(Beginning of SUPPLIED RECORDS)
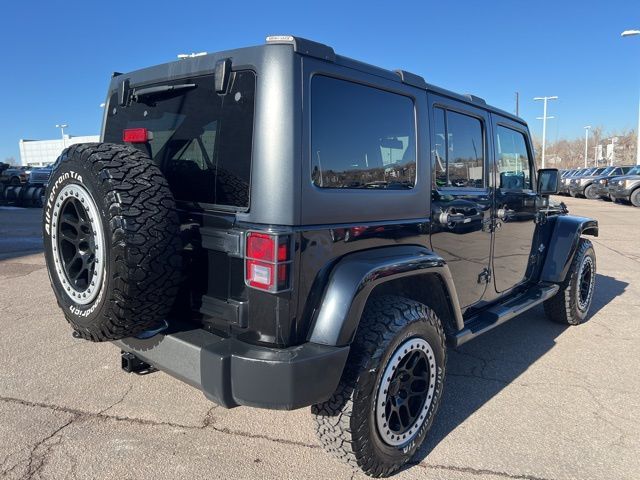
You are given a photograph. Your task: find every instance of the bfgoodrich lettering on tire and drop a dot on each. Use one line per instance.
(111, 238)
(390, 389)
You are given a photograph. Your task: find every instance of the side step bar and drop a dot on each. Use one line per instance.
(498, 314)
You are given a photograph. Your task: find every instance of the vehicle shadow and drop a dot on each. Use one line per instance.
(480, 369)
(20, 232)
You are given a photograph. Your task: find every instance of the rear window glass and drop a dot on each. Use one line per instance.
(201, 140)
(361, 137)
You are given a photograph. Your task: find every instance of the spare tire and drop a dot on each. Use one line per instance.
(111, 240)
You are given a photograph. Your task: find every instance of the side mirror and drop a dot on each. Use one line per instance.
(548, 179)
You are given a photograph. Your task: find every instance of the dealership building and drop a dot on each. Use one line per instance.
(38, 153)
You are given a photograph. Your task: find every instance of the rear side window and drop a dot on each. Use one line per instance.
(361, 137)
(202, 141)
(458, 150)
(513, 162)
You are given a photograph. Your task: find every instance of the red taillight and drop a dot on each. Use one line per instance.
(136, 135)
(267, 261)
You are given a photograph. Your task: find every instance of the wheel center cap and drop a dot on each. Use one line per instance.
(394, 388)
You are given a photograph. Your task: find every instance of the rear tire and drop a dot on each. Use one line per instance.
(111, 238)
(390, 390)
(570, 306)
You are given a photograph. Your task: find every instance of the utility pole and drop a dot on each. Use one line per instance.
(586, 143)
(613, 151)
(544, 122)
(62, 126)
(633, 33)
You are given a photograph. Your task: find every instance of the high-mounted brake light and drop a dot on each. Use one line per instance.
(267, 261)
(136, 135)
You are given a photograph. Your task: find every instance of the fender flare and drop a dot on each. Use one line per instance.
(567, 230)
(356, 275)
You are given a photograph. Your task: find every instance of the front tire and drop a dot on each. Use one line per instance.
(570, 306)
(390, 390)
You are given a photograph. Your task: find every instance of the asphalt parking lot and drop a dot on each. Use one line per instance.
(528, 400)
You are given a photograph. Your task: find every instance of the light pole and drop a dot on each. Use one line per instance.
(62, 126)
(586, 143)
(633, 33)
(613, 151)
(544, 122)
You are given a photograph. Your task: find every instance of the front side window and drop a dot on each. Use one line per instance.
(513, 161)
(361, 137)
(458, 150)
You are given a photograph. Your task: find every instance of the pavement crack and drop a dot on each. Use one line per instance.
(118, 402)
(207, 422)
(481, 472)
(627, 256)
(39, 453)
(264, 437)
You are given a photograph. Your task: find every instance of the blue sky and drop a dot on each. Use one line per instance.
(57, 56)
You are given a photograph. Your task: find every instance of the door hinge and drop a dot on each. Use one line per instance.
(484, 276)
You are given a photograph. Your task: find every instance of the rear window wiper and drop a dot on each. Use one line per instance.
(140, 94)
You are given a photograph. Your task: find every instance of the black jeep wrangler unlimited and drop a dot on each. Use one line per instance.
(End of SUPPLIED RECORDS)
(Beginning of SUPPLIED RECORDS)
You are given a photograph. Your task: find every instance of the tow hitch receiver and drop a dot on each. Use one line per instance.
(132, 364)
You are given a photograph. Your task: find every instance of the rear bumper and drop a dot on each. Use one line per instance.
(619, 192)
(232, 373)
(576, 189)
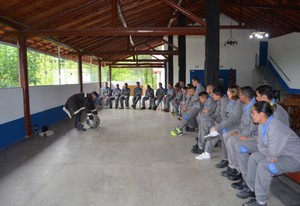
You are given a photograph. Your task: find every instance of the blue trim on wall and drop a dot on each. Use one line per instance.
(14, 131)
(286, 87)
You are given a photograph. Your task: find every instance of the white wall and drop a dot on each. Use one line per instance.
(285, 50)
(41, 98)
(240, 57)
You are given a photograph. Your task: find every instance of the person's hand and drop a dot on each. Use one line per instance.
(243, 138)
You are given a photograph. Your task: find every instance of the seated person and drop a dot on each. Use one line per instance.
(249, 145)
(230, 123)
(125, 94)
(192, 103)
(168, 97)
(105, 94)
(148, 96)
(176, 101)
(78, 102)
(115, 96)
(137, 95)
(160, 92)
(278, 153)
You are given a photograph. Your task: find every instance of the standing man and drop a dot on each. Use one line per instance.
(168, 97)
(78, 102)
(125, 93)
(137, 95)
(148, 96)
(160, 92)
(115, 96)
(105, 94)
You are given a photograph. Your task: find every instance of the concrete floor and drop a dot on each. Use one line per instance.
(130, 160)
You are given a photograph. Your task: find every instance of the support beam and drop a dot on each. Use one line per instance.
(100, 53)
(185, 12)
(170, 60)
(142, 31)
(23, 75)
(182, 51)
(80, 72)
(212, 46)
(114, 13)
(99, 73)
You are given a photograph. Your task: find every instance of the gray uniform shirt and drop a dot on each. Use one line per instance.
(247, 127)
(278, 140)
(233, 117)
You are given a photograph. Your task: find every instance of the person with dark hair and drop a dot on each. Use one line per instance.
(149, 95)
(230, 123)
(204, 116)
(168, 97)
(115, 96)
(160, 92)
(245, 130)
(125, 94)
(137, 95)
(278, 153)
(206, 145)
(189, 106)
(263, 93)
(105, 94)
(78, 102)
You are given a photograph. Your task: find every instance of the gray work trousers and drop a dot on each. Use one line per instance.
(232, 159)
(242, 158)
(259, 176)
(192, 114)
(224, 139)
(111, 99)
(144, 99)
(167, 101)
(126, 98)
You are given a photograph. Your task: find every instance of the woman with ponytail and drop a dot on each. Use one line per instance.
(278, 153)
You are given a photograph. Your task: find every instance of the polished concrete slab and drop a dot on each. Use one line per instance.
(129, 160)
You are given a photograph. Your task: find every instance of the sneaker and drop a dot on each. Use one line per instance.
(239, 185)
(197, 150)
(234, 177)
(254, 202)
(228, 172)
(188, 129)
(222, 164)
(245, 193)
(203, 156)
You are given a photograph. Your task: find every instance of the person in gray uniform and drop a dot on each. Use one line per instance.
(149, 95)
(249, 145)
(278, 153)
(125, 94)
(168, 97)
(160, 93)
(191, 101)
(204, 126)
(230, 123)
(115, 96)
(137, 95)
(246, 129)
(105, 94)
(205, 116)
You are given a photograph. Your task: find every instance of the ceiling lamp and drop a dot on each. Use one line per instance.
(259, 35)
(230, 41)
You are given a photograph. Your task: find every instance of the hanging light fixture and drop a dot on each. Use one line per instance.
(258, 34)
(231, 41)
(End of SUPPLIED RECORDS)
**PROBLEM STATEMENT**
Your answer should be the lines of the listing above between the line holding "of the light" and the line holding "of the black", inclusive, restated word for word and alone.

**ANSWER FOR THE TASK**
You are given a photograph. Your task: find every instance of the light pole and drop a dot on each. Use one line per instance.
(62, 126)
(586, 143)
(633, 33)
(613, 151)
(544, 122)
You are given a photograph. Your task: find every instance of the front side window and drop a dot on each. Use one line per instance.
(513, 161)
(361, 137)
(458, 150)
You are given a photograph. Your task: find every instance of the pavement crack and drop a dot on each. Use one line per instance.
(118, 402)
(207, 422)
(481, 472)
(627, 256)
(39, 453)
(264, 437)
You are given a photograph. Your task: find every instance of the blue sky and drop a dot on each. Use one line per instance.
(57, 56)
You are given a photograph. Your task: find every instance of the door hinge and drop a dot on each. Use one line per instance.
(484, 276)
You are given a photograph. Your task: find every instance of the rear window wiper and drop a dot on each. Use one line per instance.
(140, 94)
You are given a photograph. Your task: find every instance of the black jeep wrangler unlimited and drop a dot on each. Use one line per instance.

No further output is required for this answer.